» Complete the following
a – Answer these questions from the article on pornography and internet addiction in China:
(i) Which journal published the January article by Haifeng Hou et al.?
(ii) Which hospital led the study?
(iii) Of which book is Gary Wilson a co-author?
b – Set down a passage from the article on pornography and internet addiction in China, beginning at the words that have "Pornography in China." and stopping after "this Forbes article.)".
c – Take the article on pornography and internet addiction in China further, picking up after its final sentence.

Pornography in China. Are you addicted?

In January, the Journal of Biomedicine and Biotechnology published an article by Haifeng Hou et al. which found that internet addiction causes many of the same biological changes in the brain’s of internet addicts that are seen in the brains of those addicted to alcohol and drugs. The image on the left of the screen is an abnormal – i.e. addicted – brain.

The study was led by the Second Affiliated Hospital of Zhejiang University School of Medicine and the trial subjects were male Chinese internet users. One of the primary drivers of internet addiction was found to be pornography. (For statistics on global porn use, see this Forbes article.)

China has been an early fighter against internet addiction (see Wired article on China’s internet addiction camps), but perhaps the leading crusader against internet pornography addiction is a man called Gary Wilson, “an anatomy and physiology teacher interested in the neurochemistry of mating and bonding, [who] is a co-author of Cupid’s Poisoned Arrow: From Habit to Harmony in Sexual Relationships.”

In a recent Psychology Today article he quotes some statistics on internet addiction;

Although the questionnaire studies use somewhat different terminology (“addiction” “problematic Internet use” “maladaptive Internet use”), rates range from 8 percent to as high as 21 percent in young people. Moreover, in a study that reported addiction rates by gender, a quarterof the male university students tested were diagnosed as addicts—as compared with less than ten percent of female students.

He goes on to say that it’s hard to quantify the amount of internet time spent on pornography viewing, but that the human brain is not equipped to deal with internet pornography in a healthy way because of the way that it rewards the primordial novelty circuits of our subconscious reptilian brain:

Don’t let the fact that many use the Internet as a masturbation aid confuse you.  It is the characteristics that make Internet porn differentfrom sex—but very similar to videogaming or slot-machine gambling—which account for its ability to hook some users. These characteristics include novelty-at-a-click, effortless access, and constant violation of expectations via startling stimuli. All of these release the neurotransmitter dopamine in the reward circuitry. Overconsumption can therefore dysregulate dopamine response in some brains, thus tampering with mood, confidence and ability to respond to pleasure.

(Image point grounding data)
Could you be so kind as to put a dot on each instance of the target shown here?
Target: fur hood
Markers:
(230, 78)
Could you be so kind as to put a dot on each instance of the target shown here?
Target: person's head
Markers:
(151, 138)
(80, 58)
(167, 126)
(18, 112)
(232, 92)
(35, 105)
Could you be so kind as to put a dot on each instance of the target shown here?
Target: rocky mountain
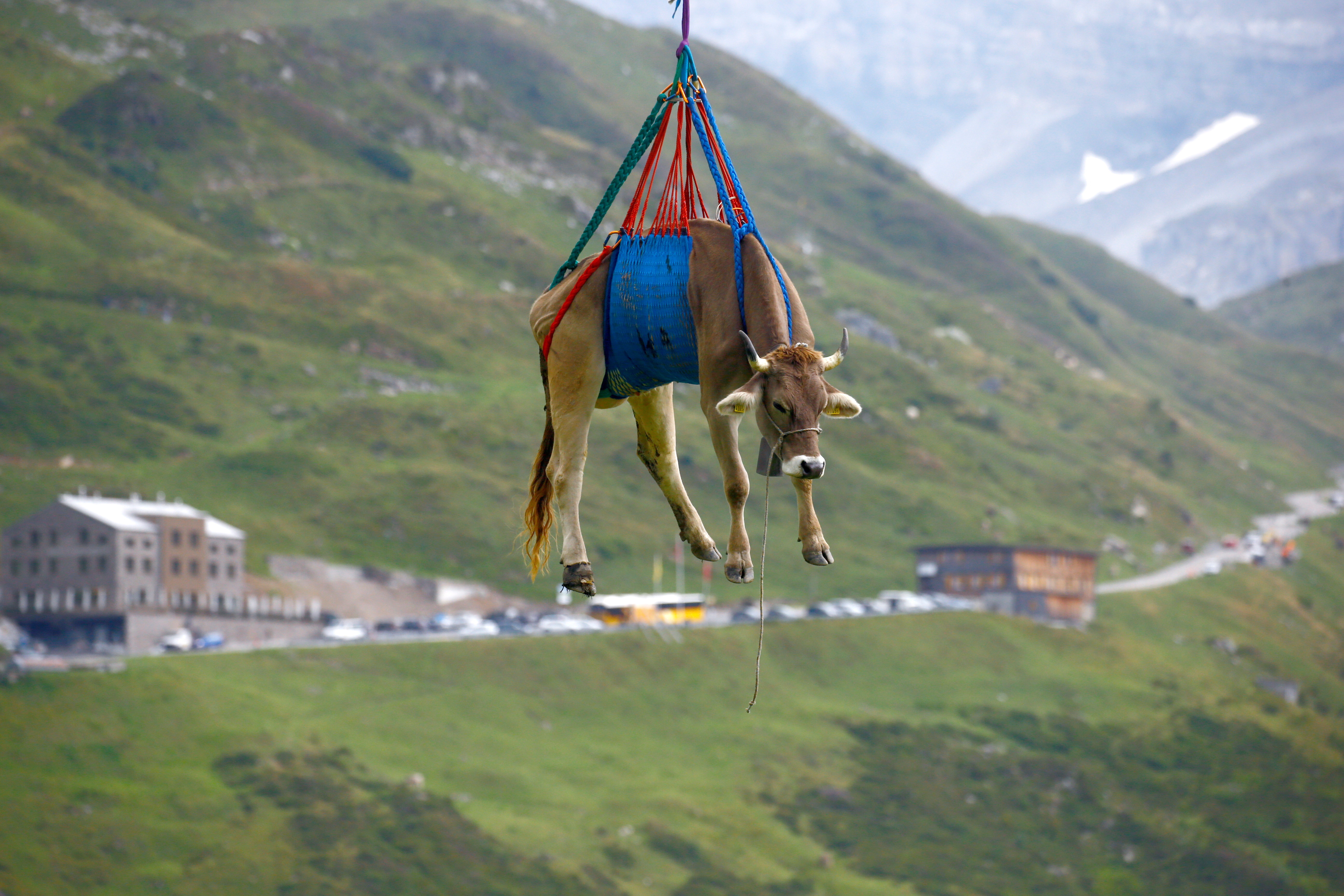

» Answers provided
a –
(i) The Journal of Biomedicine and Biotechnology.
(ii) The Second Affiliated Hospital of Zhejiang University School of Medicine.
(iii) Cupid's Poisoned Arrow: From Habit to Harmony in Sexual Relationships.

b –
Pornography in China. Are you addicted?

In January, the Journal of Biomedicine and Biotechnology published an article by Haifeng Hou et al. which found that internet addiction causes many of the same biological changes in the brain’s of internet addicts that are seen in the brains of those addicted to alcohol and drugs. The image on the left of the screen is an abnormal – i.e. addicted – brain.

The study was led by the Second Affiliated Hospital of Zhejiang University School of Medicine and the trial subjects were male Chinese internet users. One of the primary drivers of internet addiction was found to be pornography. (For statistics on global porn use, see this Forbes article.)

c –
The reason Mr. Wilson and others are raising the alarm is because the rewiring of the brain caused by internet porn may be tampering with males’ ability to mate with females in the real world, and, more generally, to be happy, functional members of society. These concerns are summarized in the excellent TED video be (TEDxGlasgow – Gary Wilson – The Great Porn Experiment). I urge you to check it out.

Is internet addiction one more way that globalization is making cultures less dissimilar (by proliferating diseases common to all)? For China specifically, will the Great Firewall will result in a lesser rates of pornography addiction on the Chinese mainland than elsewhere? If you were addicted to the internet, would you know? What about if you were addicted to internet pornography?

Speak out in the comments section.

Comments

  1. NEWSFLASH! says

    Wait… are you saying internet porn use rots our brains and damages our ability to have grown-up relationships with women??? Who knew???!

    (Sarcasm aside, the nuance in the second excerpt you quoted is quite interesting, re: masturbation.)

  2. Damjan Denoble says

    On some level research like this always has to get past the question, “Isn’t it obvious?”. In the case of internet pornography it’s been obvious for a long time that the amount of easily accessible pornography is having some sort of negative effect, but for the most part this intuition has been used as comedy foder and less as a basis of serious concern.

    Gary Wilson’s grouping of all the research on the subject into one presentation presents a very worrying picture. He succeeds in turning pornography from comedy foder into a policy and a societal issue. He does this by using hard data to crystallize many of our scariest societal intuitions.